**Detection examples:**
━━━━

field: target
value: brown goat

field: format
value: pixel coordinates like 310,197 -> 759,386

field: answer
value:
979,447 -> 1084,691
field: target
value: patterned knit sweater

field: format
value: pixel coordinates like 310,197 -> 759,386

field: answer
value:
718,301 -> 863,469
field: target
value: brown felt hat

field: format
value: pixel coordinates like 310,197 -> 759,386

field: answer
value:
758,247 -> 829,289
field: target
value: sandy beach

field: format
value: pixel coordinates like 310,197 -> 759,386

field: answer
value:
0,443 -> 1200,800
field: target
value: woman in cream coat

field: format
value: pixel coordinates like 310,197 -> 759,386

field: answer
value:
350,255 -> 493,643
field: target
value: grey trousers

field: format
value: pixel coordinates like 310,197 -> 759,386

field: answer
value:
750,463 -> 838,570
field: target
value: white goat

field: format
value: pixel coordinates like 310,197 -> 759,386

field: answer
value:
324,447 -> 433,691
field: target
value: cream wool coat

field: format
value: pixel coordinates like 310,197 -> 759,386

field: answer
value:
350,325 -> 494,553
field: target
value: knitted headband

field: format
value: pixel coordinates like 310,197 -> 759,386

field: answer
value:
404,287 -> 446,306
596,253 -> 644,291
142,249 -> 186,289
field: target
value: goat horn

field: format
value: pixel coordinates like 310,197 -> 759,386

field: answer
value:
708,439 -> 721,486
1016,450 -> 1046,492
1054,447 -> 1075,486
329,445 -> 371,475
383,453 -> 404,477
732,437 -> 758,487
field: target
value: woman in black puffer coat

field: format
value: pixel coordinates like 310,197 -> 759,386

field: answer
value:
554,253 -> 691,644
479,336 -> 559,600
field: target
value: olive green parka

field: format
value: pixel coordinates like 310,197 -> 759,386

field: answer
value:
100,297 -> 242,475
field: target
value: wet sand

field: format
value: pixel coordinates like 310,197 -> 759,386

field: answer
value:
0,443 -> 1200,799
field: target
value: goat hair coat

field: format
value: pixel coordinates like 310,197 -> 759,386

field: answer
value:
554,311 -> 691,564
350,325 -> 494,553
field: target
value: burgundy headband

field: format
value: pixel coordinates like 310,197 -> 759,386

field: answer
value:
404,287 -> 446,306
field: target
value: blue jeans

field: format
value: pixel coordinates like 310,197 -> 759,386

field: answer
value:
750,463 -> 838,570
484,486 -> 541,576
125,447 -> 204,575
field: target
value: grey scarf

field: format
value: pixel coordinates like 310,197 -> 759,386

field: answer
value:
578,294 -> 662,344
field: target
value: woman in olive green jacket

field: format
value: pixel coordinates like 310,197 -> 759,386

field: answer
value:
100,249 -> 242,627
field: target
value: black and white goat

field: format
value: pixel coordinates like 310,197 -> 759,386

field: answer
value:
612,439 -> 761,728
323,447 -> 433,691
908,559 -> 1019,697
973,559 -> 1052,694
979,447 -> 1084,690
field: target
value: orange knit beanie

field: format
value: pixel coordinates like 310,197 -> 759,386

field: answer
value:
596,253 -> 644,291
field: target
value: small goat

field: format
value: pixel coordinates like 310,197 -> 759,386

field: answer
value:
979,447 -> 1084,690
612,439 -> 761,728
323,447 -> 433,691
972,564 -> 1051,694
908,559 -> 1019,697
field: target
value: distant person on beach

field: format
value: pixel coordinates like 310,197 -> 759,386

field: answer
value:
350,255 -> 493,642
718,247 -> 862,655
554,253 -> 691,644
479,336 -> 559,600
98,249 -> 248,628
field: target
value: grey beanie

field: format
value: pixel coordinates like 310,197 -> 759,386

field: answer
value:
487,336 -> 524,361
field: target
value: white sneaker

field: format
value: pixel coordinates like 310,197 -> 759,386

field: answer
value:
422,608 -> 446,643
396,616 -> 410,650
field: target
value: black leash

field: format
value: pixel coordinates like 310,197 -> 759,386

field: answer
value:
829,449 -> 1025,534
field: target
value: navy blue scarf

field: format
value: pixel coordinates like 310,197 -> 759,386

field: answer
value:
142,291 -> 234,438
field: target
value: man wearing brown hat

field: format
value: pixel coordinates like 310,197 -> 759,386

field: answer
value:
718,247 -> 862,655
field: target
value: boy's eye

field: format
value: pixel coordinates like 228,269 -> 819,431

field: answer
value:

━━━━

**What the task requires:** Reproduce the data above, switching every "pixel coordinates" to "pixel positions" and leaving everything else the same.

**Answer below:**
field: target
value: brown goat

field: format
value: pixel positions like 310,197 -> 759,386

field: answer
value:
979,447 -> 1084,691
field: target
value: patterned knit sweater

field: format
value: pixel positions like 310,197 -> 759,386

field: answer
value:
718,301 -> 863,469
field: target
value: brown felt hat

field: format
value: pixel positions like 310,197 -> 759,386

field: answer
value:
758,247 -> 829,289
field: target
value: sandy beach

field: format
value: pixel positions like 310,197 -> 759,386

field: answer
value:
0,443 -> 1200,800
field: target
value: woman in cream coat

field: format
value: pixel positions like 310,197 -> 759,386

field: answer
value:
350,255 -> 493,643
field: target
value: grey trousers

field: format
value: pixel positions like 310,197 -> 759,386

field: answer
value:
750,463 -> 838,570
field: target
value: white goat

field: format
value: pixel positions like 310,197 -> 759,386

field: answer
value:
324,447 -> 433,691
field: target
value: cream wool coat

field: format
value: pixel positions like 310,197 -> 759,386

field: answer
value:
350,325 -> 494,553
field: target
value: knitted headband

field: format
value: pixel positions like 310,197 -> 759,386

field: answer
value:
404,287 -> 446,306
596,253 -> 644,291
142,249 -> 186,289
field: target
value: goat horn

field: format
value: pixel positions like 310,197 -> 759,386

field: answer
value:
708,439 -> 721,486
1016,450 -> 1046,492
1054,447 -> 1075,486
329,445 -> 371,475
383,453 -> 404,477
732,437 -> 758,487
field: target
value: woman in black puffer coat

field: format
value: pixel positions like 310,197 -> 759,386

field: answer
value:
554,253 -> 691,644
479,336 -> 559,600
field: target
value: olive green parka

field: format
value: pixel positions like 310,197 -> 759,386

field: answer
value:
100,297 -> 242,475
field: target
value: wet sand

field: format
value: pixel positions like 310,197 -> 759,386

field: answer
value:
0,443 -> 1200,799
field: target
value: goat hair coat

field: format
value: pixel positions like 310,197 -> 759,386

field: answer
value:
554,311 -> 691,564
350,325 -> 494,553
field: target
value: burgundy headband

field: format
value: pixel positions like 310,197 -> 759,386

field: answer
value:
404,287 -> 446,306
field: target
value: blue jeans

field: format
value: pixel positions like 310,197 -> 759,386

field: answer
value:
750,463 -> 838,570
484,486 -> 541,576
125,447 -> 204,575
field: target
value: grey scarf

field: format
value: pixel positions like 310,197 -> 759,386

field: answer
value:
578,294 -> 662,344
field: target
value: woman in olive green jacket

field: format
value: pixel positions like 310,197 -> 759,386

field: answer
value:
100,249 -> 242,627
field: target
value: black and white goat

field: format
value: pixel positions like 310,197 -> 759,386

field: answer
value:
612,439 -> 761,728
323,447 -> 433,691
908,559 -> 1019,697
973,559 -> 1052,694
979,447 -> 1084,690
field: target
value: orange knit beanie

field: format
value: pixel positions like 310,197 -> 759,386

field: answer
value:
596,253 -> 644,291
field: target
value: small goat

field: format
value: pixel positions like 310,197 -> 759,386

field: answer
value:
979,447 -> 1084,690
612,439 -> 761,728
323,447 -> 433,691
972,564 -> 1051,694
908,559 -> 1019,697
field: target
value: distant person on beach

field: format
value: pixel positions like 310,197 -> 759,386

field: answer
value:
350,255 -> 493,642
718,247 -> 862,655
554,253 -> 691,644
479,336 -> 559,600
98,249 -> 248,628
field: target
value: grey beanie

field: format
value: pixel positions like 310,197 -> 759,386

field: answer
value:
487,336 -> 524,361
field: target
value: white sneaker

field: format
value: pixel positions like 310,197 -> 759,386

field: answer
value:
422,608 -> 446,643
396,616 -> 410,650
field: target
value: black leash

field: format
value: pixel positions like 310,197 -> 759,386

field: answer
value:
829,449 -> 1025,534
field: target
value: navy blue scarf

field: format
value: pixel positions like 310,197 -> 759,386

field: answer
value:
142,291 -> 234,438
field: target
value: man wearing brown hat

field: format
value: pixel positions like 310,197 -> 759,386

field: answer
value:
718,247 -> 862,655
field: target
value: boy's eye

field: format
value: pixel positions like 228,269 -> 819,431

field: answer
value:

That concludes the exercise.